• **TRECHO DA PÁGINA**:
O homem com jeito de dono chegou, educado, e mandou:
— Gostaram da pizza?
Eu passava constantemente pelo estabelecimento da esquina e dizia à esposa: precisamos vir aqui um dia. É perto de casa, o que enseja uma inusual saída a pé, permite explorar melhor o bairro; além do mais, o local tem uma fachada simpática e um nome convidativo. Quem vai imaginar que uma pizzaria com nome italiano faz pizza ruim?
Eis que o dia chegou. Quer dizer, a noite. De sexta-feira. Saímos de casa, braços dados, conversando, a esposa com a sombrinha. Sorríamos. Uma garoa fina nos acompanhou de casa até o destino. Adentramos, enfim, a almejada porta. Como são doces as pequenas conquistas.
E efêmeras.
O lugar cheirava a produto de limpeza de banheiro. Ok, ok: o banheiro estar limpinho é bom, mas o ideal não seria descobri-lo só ao entrar no toilet?
— Gostaram da pizza?
Cardápio curto, check. Sabores tradicionais, check. Seguimos o manual das primeiras visitas: calabresa e marguerita, o benchmark de qualquer pizzaria1. Preço bom, atendente atenciosa. As coisas iam melhorando. Mas enquanto esperávamos, um cheiro de esgoto. Da rua? Da cozinha? Mas o azeite tinha aquele selo de origem na tampa: português! Mas e o recipiente com maionese e catchup? Ah, mas disso não se pode acusá-los: são filhos das Minas Gerais, está no sangue — vermelho como catchup.
A pizza chegou. Bonita, bem apresentada, cada uma em uma tabuinha de madeira clara. Eis então o ponto ao qual toda essa história, esse desejo antigo, esse sonho simples de poder se orgulhar de uma boa pizzaria perto de casa culmina: provamos.

• **TAREFA PROPOSTA A**: Pode reescrever as linhas da listagem, da que contém "Each instance receives one keypoint. Mark the front door with" até o fim da listagem, inclusive, trocando "balcony post" por "porch column" e deixando todo o resto idêntico?

• **LISTAGEM**:
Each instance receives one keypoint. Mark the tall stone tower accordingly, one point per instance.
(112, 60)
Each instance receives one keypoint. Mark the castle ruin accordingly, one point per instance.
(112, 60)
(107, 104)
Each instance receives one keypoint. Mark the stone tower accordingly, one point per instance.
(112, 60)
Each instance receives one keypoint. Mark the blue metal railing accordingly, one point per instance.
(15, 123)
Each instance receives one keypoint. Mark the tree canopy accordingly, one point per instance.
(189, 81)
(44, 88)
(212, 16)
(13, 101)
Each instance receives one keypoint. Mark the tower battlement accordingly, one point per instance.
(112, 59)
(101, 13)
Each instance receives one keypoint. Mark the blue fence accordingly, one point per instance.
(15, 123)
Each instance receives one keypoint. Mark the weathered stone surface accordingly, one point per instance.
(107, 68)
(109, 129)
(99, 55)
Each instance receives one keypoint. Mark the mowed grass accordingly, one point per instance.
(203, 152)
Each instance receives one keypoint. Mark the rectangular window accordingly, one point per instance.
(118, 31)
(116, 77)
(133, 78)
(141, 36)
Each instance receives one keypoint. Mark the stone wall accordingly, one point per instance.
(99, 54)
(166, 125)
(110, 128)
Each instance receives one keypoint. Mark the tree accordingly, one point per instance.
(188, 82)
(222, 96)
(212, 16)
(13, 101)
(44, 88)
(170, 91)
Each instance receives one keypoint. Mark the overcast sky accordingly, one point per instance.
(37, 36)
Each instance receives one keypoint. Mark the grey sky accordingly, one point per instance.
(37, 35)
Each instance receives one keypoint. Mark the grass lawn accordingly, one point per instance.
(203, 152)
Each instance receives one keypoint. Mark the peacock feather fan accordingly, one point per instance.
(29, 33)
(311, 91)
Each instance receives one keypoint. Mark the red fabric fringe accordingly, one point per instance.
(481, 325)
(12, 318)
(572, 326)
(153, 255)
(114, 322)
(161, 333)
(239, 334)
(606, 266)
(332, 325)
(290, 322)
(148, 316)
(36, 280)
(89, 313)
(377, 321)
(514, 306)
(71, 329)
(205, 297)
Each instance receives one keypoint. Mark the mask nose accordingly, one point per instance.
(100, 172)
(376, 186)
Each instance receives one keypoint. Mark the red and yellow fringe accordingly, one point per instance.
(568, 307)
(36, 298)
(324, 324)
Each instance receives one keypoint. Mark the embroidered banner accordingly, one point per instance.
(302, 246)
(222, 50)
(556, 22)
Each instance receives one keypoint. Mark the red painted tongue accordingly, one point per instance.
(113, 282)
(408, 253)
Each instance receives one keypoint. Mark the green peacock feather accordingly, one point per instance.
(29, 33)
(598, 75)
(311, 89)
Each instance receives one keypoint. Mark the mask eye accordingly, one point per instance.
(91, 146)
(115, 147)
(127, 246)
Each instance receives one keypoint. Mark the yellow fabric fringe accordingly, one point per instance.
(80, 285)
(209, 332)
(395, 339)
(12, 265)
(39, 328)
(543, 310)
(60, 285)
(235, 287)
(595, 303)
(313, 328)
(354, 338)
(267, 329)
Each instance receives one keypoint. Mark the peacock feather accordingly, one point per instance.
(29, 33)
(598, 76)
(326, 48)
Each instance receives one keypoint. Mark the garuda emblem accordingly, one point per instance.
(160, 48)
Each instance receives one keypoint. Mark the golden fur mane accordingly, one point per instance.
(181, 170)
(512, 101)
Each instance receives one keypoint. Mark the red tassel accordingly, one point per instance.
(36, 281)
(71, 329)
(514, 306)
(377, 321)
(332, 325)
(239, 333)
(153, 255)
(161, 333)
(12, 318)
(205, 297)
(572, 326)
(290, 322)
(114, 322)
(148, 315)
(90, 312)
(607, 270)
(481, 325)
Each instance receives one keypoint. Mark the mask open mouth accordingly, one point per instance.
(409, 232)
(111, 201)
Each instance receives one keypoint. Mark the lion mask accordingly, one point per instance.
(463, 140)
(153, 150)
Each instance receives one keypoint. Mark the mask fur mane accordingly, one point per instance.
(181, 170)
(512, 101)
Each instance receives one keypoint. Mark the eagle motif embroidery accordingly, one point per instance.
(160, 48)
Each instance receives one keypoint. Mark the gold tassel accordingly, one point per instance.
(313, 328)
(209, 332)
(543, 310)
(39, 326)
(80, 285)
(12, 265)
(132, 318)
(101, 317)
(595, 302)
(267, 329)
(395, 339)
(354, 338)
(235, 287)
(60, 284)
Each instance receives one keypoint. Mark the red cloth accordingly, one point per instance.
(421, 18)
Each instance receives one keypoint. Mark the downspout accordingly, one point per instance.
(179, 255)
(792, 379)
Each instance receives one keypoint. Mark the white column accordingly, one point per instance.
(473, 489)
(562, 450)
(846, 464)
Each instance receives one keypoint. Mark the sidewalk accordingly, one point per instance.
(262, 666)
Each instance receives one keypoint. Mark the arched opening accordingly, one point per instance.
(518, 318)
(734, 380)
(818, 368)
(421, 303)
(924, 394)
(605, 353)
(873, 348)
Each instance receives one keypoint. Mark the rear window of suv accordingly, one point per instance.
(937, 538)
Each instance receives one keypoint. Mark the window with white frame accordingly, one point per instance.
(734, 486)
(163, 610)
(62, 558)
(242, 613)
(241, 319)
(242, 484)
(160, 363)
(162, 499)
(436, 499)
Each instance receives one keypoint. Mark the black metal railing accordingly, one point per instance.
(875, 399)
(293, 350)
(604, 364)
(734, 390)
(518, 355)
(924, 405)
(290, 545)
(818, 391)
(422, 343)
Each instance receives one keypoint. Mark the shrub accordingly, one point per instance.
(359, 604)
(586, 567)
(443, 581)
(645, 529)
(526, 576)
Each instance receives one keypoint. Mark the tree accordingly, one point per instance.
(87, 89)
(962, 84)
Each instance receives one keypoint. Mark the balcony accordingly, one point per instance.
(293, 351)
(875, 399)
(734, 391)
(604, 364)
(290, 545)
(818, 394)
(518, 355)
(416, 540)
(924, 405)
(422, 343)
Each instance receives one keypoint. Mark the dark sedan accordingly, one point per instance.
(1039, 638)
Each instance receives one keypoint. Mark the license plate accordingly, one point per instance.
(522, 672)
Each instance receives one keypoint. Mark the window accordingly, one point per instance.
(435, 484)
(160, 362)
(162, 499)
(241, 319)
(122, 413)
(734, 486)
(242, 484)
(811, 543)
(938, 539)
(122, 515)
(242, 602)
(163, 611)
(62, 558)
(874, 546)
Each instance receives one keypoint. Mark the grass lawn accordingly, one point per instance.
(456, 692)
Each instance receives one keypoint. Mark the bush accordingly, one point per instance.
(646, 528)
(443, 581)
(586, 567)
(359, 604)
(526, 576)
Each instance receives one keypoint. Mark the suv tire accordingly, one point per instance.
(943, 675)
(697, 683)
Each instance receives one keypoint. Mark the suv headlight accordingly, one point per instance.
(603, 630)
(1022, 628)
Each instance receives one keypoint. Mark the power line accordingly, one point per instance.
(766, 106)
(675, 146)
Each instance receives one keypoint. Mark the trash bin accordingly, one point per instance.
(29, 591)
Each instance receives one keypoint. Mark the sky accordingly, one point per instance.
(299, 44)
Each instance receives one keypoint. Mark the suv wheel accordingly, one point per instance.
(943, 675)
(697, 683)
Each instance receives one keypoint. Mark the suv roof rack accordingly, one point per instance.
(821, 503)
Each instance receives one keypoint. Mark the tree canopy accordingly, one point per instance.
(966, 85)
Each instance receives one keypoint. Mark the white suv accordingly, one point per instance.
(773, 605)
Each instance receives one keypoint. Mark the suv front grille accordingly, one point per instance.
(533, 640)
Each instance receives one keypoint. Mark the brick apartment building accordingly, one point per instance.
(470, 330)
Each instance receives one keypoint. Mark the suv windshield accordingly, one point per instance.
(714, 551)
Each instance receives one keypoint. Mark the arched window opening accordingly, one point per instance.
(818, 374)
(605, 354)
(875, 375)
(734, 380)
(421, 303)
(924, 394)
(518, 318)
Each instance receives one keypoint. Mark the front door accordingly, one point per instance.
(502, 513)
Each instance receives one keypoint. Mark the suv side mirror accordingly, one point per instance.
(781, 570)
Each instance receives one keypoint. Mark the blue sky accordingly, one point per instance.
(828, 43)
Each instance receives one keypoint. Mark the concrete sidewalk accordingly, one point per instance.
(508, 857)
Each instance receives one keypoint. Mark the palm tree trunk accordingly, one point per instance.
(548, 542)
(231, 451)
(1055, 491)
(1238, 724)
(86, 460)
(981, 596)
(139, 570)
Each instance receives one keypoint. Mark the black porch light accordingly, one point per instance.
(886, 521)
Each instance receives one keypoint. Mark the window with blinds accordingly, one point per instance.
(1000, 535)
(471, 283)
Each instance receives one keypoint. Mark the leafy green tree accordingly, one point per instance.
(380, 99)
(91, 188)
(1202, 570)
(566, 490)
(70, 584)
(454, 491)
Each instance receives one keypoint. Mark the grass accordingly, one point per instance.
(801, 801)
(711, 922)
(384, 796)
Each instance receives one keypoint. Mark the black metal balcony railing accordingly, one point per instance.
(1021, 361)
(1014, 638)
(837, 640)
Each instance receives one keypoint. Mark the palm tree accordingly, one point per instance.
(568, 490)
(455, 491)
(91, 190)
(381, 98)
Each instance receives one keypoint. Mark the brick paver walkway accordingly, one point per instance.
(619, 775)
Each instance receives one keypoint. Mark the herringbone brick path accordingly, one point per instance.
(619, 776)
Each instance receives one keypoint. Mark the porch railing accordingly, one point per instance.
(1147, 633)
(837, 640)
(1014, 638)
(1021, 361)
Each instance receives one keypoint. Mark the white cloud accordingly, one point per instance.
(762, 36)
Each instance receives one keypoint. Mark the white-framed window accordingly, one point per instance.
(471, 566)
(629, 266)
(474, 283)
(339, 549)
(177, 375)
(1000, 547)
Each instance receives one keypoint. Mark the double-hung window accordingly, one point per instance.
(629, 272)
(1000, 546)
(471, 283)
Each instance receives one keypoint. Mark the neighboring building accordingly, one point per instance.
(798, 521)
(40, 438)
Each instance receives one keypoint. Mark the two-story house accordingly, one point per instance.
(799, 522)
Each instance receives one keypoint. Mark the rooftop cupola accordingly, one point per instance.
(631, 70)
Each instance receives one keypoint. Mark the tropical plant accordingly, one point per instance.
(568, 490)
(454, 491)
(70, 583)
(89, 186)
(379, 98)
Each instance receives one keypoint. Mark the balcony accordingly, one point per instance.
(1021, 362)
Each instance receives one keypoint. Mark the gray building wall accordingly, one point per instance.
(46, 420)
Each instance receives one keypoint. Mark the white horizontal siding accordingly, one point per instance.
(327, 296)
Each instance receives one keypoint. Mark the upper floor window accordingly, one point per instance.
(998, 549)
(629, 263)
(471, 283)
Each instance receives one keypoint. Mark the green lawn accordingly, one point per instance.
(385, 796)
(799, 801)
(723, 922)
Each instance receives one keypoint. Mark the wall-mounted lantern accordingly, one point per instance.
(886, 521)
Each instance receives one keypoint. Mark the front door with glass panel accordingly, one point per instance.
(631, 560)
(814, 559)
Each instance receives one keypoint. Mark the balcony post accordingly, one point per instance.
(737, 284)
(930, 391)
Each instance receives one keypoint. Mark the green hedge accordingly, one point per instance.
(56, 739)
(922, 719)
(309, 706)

• **TAREFA PROPOSTA B**: Como prossegue o relato sobre a visita à pizzaria do bairro? Continue-o a partir do ponto em que o trecho termina.

• **RESPOSTA A**:
Each instance receives one keypoint. Mark the front door with glass panel accordingly, one point per instance.
(631, 560)
(814, 559)
Each instance receives one keypoint. Mark the porch column accordingly, one point per instance.
(737, 284)
(930, 391)
Each instance receives one keypoint. Mark the green hedge accordingly, one point per instance.
(56, 739)
(922, 719)
(309, 706)

• **RESPOSTA B**:
Mais cedo, naquela tarde, eu e uns amigos debatemos sobre o significado da mentira. “Mentira é mentira”, advogavam uns. “Espera lá! Então é moralmente errado faltar com a verdade com o fim de fazer uma surpresa para o cônjuge?”, perguntava retoricamente um outro. Ainda há os que tentam um meio termo: “sim, mentir é errado, mas há erros maiores e menores”. Alguém cita o nono mandamento; outro, o dilema ético de mentir para um agente da SS sobre ter alguém escondido no porão (dilema ético? Sério?).
Mal sabia eu que aquela conversa, e o diploma de Teologia, e a educação que recebi dos meus pais, e toda a reflexão dos filósofos desde 28 de maio de 585 a.C., tudo isso era um prólogo àquela pergunta, a maldita pergunta do homem com jeito de dono:
— Gostaram da pizza?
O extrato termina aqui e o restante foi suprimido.